Aim of the task: Format the items below as a Markdown table with two columns, Row and Line. Put each non-blank line in its own row, numbered in order.

===============

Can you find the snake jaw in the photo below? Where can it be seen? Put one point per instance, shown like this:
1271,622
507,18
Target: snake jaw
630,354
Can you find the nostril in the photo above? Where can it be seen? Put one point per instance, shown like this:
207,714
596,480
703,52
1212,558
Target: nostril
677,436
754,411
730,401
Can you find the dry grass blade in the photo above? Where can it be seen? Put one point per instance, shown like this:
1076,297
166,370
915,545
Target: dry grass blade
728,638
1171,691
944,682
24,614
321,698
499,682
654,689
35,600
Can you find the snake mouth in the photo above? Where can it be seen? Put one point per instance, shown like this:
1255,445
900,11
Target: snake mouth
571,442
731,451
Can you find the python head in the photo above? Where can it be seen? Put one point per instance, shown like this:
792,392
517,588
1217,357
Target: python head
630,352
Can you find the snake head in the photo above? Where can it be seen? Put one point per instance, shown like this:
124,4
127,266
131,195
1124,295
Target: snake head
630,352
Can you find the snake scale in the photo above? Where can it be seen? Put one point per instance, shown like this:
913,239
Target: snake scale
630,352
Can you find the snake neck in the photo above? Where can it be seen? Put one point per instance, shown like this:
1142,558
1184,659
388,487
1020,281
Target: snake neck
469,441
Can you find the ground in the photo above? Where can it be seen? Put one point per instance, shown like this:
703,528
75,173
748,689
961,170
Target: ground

===============

Response:
| Row | Line |
|---|---|
| 1 | Can you find the snake jaw in the photo below? Where can it be seen? Put one point per instance, shown like this: |
| 2 | 1271,622 |
| 3 | 507,18 |
| 4 | Target: snake jaw |
| 5 | 630,354 |
| 6 | Can you find the nostril in the photo above? Where can it be seen? Put one point per instance, shown like this: |
| 7 | 207,714 |
| 8 | 596,480 |
| 9 | 703,52 |
| 10 | 1212,558 |
| 11 | Target: nostril |
| 12 | 677,436 |
| 13 | 754,411 |
| 14 | 730,401 |
| 15 | Can you find the dry grass blade in the photo above? Where can it be seen? Put one point per instance, shown like this: |
| 16 | 1076,297 |
| 17 | 166,370 |
| 18 | 915,545 |
| 19 | Target: dry grass blade |
| 20 | 728,638 |
| 21 | 1171,691 |
| 22 | 944,682 |
| 23 | 24,614 |
| 24 | 321,698 |
| 25 | 499,682 |
| 26 | 654,689 |
| 27 | 35,600 |
| 28 | Can you find the snake mouth in the photo above? Where can it be seen? Put one point per instance, shown like this: |
| 29 | 1255,445 |
| 30 | 900,11 |
| 31 | Target: snake mouth |
| 32 | 571,442 |
| 33 | 731,451 |
| 34 | Can you find the python head in the photo above? Where can it be seen? Put one point per instance, shown like this: |
| 35 | 792,392 |
| 36 | 517,588 |
| 37 | 1217,357 |
| 38 | Target: python head |
| 39 | 630,352 |
| 40 | Can you find the snake head in the photo above? Where can it be seen? Put one point per instance, shown like this: |
| 41 | 124,4 |
| 42 | 127,266 |
| 43 | 131,195 |
| 44 | 1124,295 |
| 45 | Target: snake head |
| 46 | 630,352 |
| 47 | Can you find the snake scale in the photo above? Where can it be seen? Put one point per instance, shown like this: |
| 48 | 913,239 |
| 49 | Target: snake scale |
| 50 | 630,352 |
| 51 | Can you find the snake neck in the photo above? Where can it be seen? Put one point per instance, shown like this: |
| 52 | 1142,558 |
| 53 | 1184,659 |
| 54 | 388,487 |
| 55 | 1020,281 |
| 56 | Target: snake neck |
| 57 | 469,441 |
| 58 | Can you find the ground in the photo above? Where can it be seen? Put one point per instance, shown like this: |
| 59 | 703,528 |
| 60 | 75,173 |
| 61 | 748,689 |
| 62 | 961,170 |
| 63 | Target: ground |